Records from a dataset
● ● ● ● ●
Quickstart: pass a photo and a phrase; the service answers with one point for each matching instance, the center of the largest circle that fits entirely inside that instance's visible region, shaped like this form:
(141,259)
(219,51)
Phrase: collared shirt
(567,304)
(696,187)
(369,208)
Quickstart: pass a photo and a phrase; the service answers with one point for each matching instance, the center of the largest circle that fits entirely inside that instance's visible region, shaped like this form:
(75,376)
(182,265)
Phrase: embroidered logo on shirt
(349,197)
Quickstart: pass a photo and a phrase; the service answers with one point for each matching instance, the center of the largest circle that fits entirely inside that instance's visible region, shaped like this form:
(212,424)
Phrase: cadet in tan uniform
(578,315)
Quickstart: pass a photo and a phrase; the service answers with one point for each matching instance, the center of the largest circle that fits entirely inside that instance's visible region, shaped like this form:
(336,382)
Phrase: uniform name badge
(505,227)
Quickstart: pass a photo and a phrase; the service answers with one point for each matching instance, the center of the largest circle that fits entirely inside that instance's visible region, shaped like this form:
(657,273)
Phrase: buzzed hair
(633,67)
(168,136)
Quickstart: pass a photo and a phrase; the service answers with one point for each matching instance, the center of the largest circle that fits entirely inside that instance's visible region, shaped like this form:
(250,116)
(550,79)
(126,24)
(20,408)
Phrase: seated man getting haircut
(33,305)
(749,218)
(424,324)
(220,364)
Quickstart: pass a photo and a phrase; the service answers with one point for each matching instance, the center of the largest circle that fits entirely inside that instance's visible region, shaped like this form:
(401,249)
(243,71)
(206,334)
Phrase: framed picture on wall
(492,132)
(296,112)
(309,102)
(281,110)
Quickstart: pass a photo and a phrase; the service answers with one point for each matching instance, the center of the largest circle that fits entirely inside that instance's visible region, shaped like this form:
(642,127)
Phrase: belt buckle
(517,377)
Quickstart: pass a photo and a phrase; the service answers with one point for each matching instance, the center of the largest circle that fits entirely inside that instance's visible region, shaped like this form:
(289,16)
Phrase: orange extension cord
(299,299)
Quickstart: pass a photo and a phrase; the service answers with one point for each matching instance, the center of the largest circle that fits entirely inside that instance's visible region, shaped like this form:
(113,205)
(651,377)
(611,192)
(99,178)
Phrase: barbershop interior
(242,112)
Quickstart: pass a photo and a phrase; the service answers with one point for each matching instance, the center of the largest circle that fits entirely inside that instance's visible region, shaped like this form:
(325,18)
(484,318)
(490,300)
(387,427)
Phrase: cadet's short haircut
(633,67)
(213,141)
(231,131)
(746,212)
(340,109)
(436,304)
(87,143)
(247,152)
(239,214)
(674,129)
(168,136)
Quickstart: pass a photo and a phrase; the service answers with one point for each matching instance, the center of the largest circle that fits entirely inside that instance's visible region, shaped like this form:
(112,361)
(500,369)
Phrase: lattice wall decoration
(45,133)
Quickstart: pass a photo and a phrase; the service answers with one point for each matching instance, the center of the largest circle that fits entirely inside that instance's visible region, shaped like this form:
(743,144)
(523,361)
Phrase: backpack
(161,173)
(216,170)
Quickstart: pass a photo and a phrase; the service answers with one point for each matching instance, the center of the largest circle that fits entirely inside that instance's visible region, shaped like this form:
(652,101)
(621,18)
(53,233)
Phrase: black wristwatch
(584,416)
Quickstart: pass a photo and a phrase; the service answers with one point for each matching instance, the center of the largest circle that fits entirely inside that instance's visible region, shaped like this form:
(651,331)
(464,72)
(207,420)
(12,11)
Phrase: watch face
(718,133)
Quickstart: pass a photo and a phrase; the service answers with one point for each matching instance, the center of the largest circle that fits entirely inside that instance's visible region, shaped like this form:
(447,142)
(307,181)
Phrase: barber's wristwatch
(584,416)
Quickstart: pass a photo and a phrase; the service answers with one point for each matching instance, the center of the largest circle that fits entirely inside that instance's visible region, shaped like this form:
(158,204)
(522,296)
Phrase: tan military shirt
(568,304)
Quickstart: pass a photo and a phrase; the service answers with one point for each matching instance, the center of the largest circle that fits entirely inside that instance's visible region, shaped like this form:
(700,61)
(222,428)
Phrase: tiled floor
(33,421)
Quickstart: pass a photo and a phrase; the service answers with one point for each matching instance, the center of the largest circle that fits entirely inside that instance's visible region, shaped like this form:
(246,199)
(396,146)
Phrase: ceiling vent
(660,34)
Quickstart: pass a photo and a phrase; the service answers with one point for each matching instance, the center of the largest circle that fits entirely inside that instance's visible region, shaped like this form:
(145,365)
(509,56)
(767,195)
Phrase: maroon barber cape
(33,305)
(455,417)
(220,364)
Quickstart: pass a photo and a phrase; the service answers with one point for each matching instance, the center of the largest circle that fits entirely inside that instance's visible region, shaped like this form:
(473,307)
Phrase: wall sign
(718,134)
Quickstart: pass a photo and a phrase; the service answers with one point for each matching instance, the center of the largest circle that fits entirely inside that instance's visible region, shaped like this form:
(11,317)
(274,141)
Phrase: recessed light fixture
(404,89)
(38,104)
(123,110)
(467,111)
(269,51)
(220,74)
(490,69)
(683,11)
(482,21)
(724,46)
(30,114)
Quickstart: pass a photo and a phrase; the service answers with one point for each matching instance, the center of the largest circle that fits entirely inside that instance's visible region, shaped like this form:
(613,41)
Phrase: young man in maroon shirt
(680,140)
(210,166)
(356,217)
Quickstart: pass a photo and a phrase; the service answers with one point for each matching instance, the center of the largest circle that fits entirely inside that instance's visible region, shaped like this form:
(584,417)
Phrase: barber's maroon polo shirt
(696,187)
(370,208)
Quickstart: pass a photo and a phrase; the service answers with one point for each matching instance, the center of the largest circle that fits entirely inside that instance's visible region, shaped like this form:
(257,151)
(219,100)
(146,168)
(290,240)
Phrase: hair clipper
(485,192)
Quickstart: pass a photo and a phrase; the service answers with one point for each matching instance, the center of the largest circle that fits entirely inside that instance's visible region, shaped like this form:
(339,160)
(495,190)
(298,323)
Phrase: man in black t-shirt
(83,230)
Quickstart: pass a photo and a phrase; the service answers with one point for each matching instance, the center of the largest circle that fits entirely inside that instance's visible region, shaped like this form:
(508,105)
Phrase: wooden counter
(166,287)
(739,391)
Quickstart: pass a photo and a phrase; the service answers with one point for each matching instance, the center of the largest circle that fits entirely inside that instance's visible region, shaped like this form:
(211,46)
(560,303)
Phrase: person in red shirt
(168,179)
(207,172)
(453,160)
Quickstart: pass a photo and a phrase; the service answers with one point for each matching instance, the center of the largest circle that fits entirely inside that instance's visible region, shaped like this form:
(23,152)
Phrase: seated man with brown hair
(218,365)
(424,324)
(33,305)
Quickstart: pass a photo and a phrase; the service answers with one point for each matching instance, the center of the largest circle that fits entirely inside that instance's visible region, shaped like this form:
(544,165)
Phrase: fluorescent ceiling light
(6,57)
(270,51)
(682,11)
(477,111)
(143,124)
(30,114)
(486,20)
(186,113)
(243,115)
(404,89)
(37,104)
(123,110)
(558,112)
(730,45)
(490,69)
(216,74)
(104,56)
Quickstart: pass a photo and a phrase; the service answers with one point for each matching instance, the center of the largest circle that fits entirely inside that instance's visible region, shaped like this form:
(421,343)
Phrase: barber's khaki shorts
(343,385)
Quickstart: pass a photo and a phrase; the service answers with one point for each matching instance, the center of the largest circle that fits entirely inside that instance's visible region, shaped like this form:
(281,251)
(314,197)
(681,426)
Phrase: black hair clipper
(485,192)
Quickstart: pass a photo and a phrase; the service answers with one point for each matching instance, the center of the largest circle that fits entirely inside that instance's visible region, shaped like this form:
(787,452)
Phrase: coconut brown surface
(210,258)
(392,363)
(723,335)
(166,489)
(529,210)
● ● ● ● ●
## DESCRIPTION OF THE TASK
Copy each entry exactly, with nothing added or dropped.

## RESULT OF THE TASK
Quickstart: pass a photo and a phrase; the service answers with one point for each matching instance, the center of the largest circle that fits entirely inside that instance's visible region, shaped like this form:
(141,259)
(219,51)
Phrase: collared shirt
(567,304)
(696,187)
(369,208)
Quickstart: pass a photo and a phrase; the service answers with one point for each matching instance, the center of the largest circle that fits entirely inside that instance's visible region, shaped like this form:
(75,376)
(182,265)
Phrase: embroidered logo on shirt
(349,197)
Quickstart: pass a photo and a phrase; the service answers with one point for each matching instance, the center of the largest circle that fits entirely inside that instance's visible region, shaped like this form:
(212,424)
Phrase: cadet in tan uniform
(578,315)
Quickstart: pass a photo and a phrase; the service answers with one point for each matching instance, the center of the largest circle that fits entirely inside that instance's visible region, shaped like this form:
(336,382)
Phrase: uniform name badge
(505,227)
Quickstart: pass a photo and a phrase; the service answers with one point for each matching instance, the center of the largest circle that fits entirely inside that instance's visible region, shaped like this form:
(657,273)
Phrase: buzzed hair
(633,67)
(168,136)
Quickstart: pass a photo and a phrase; the service answers with one point for each matching instance, the center of the largest circle that fits entirely inside that instance's visible region, shaped like this form:
(250,116)
(550,79)
(126,24)
(20,408)
Phrase: seated man getting haircut
(33,305)
(749,218)
(424,324)
(220,364)
Quickstart: pass a photo and a phrase; the service answers with one point for each matching instance, the center of the largest circle that fits entirely inside that instance's visible region, shaped like this form:
(401,249)
(243,71)
(206,334)
Phrase: framed picture on wall
(492,132)
(296,112)
(309,102)
(281,110)
Quickstart: pass a photo and a phrase; the service answers with one point for each matching instance, the center of the largest circle that fits entirely inside that instance's visible region, shaped like this form:
(642,127)
Phrase: belt buckle
(517,377)
Quickstart: pass a photo and a phrase; the service answers with one point for each matching instance, the center of the largest circle that fits entirely inside that instance's visible region, shaped like this form:
(289,16)
Phrase: orange extension cord
(299,299)
Quickstart: pass a photo and a phrase; the service answers with one point for each matching instance, the center of the largest circle that fits entirely inside that instance's visible region, shaped like this form:
(113,205)
(651,377)
(611,192)
(99,178)
Phrase: barbershop interior
(242,112)
Quickstart: pass a photo and a phrase; the service answers with one point for each matching instance, the center of the largest circle that fits entirely inside that instance's visible region, shaped like this form:
(325,18)
(484,318)
(490,300)
(387,427)
Phrase: cadet's short haircut
(633,67)
(213,141)
(231,131)
(746,212)
(340,109)
(436,304)
(87,143)
(247,152)
(239,214)
(674,129)
(168,136)
Quickstart: pass a photo and a phrase; the service answers with one point for each matching instance, the center of the largest circle that fits entirely inside that instance's visible region, shaped like this form:
(112,361)
(500,369)
Phrase: lattice wall decoration
(45,133)
Quickstart: pass a photo and a phrase; the service answers with one point for each matching instance, the center of the largest circle that fits entirely inside that instance's visible region, shaped like this form:
(743,144)
(523,361)
Phrase: backpack
(161,173)
(216,170)
Quickstart: pass a photo and a phrase; the service answers with one point for each matching instance, the center of the largest circle that fits entirely inside that instance's visible region, shaped like this form:
(652,101)
(621,18)
(53,233)
Phrase: black wristwatch
(584,416)
Quickstart: pass a photo and a phrase; the service answers with one point for each matching instance, the center of the largest circle that fits entirely inside that instance's visible region, shaped like this form:
(651,331)
(464,72)
(207,420)
(12,11)
Phrase: watch face
(718,133)
Quickstart: pass a photo and a phrase; the service answers with one point for each matching instance, the center of the largest circle that fits entirely inside that instance's visible region, shaped like this form:
(447,142)
(307,181)
Phrase: barber's wristwatch
(584,416)
Quickstart: pass a photo and a phrase; the service answers with one point for each matching instance, the center of the largest circle that fits entirely inside that instance's visible region, shaped like this form:
(158,204)
(522,296)
Phrase: tan military shirt
(568,304)
Quickstart: pass a photo and a phrase; the service answers with one point for each matching instance, the center of the largest circle that fits entirely inside that instance's visible region, shaped like this form:
(700,61)
(222,428)
Phrase: tiled floor
(33,421)
Quickstart: pass a photo and a phrase; the service answers with one point for each matching instance, the center of the largest circle that fits entirely inside that instance's visible region, shaped like this form:
(246,199)
(396,146)
Phrase: ceiling vent
(660,34)
Quickstart: pass a photo and a phrase; the service answers with one point for each matching instance, the center of the largest circle that fits entirely inside that instance's visible region, shaped like this form:
(145,365)
(509,56)
(767,195)
Phrase: maroon barber cape
(33,305)
(455,417)
(220,364)
Quickstart: pass a photo and a phrase; the service answers with one point for each matching instance, the center of the largest circle that fits entirely inside that instance's visible region, shaped like this form:
(473,307)
Phrase: wall sign
(718,134)
Quickstart: pass a photo and a phrase; the service answers with one point for each matching instance, the center of the largest circle that fits entirely inside that instance's visible region, shaped like this form:
(11,317)
(274,141)
Phrase: recessed light fixture
(404,89)
(38,104)
(123,110)
(467,111)
(269,51)
(220,74)
(490,69)
(683,11)
(482,21)
(724,46)
(30,114)
Quickstart: pass a photo and a phrase; the service answers with one point for each matching instance, the center of the largest circle that fits entirely inside that instance's visible region, shaped like this form:
(613,41)
Phrase: young man in maroon shirt
(680,140)
(210,166)
(356,217)
Quickstart: pass a photo and a phrase; the service answers with one point for each matching instance, the center of the largest circle that fits entirely inside that instance's visible region, shaped like this form:
(584,417)
Phrase: barber's maroon polo shirt
(696,187)
(370,208)
Quickstart: pass a photo and a phrase; the service answers with one point for each matching instance, the center of the largest circle that fits entirely inside that instance's visible region, shaped like this form:
(257,151)
(219,100)
(146,168)
(290,240)
Phrase: hair clipper
(485,192)
Quickstart: pass a photo and a phrase; the service answers with one point for each matching instance, the center of the largest circle that fits entirely inside that instance's visible region, shaped like this form:
(339,160)
(495,190)
(298,323)
Phrase: man in black t-shirt
(83,230)
Quickstart: pass a photo and a phrase; the service answers with one point for each matching instance, the center of the largest circle that fits entirely inside that instance's visible region, shaped like this form:
(508,105)
Phrase: wooden counter
(166,287)
(739,391)
Quickstart: pass a photo and a phrase; the service answers with one point for each matching instance, the center of the largest circle that fits entirely inside that instance's visible region, shaped like this form:
(211,46)
(560,303)
Phrase: person in red shirt
(168,179)
(207,172)
(453,160)
Quickstart: pass a photo and a phrase; the service answers with one point for each matching instance, the center of the largest circle that fits entirely inside that instance's visible region, shaped like this form:
(23,152)
Phrase: seated man with brown hair
(218,365)
(424,324)
(33,305)
Quickstart: pass a photo and a phrase; the service answers with one point for each matching instance, the center of the largest circle that fits entirely inside that instance's visible region, shaped like this form:
(544,165)
Phrase: fluorescent ceiling light
(6,57)
(270,51)
(682,11)
(477,111)
(143,124)
(30,114)
(486,20)
(186,113)
(243,115)
(404,89)
(37,104)
(123,110)
(558,112)
(730,45)
(490,69)
(216,74)
(104,56)
Quickstart: pass a photo and a phrase; the service answers with one point for each matching instance, the center of the largest circle that fits entirely inside that instance's visible region, shaped like this form:
(421,343)
Phrase: barber's khaki shorts
(343,385)
Quickstart: pass a photo and a phrase; the service answers with one point for each matching instance, the center of the largest circle that fits entirely inside that instance's visible region, shaped like this form:
(281,251)
(314,197)
(681,426)
Phrase: black hair clipper
(485,192)
Quickstart: pass a photo and a phrase; the service answers with one point for each matching instance, the center of the largest circle that fits entirely inside that instance's visible region, shaped like this form:
(787,452)
Phrase: coconut brown surface
(210,258)
(392,363)
(723,335)
(166,489)
(529,210)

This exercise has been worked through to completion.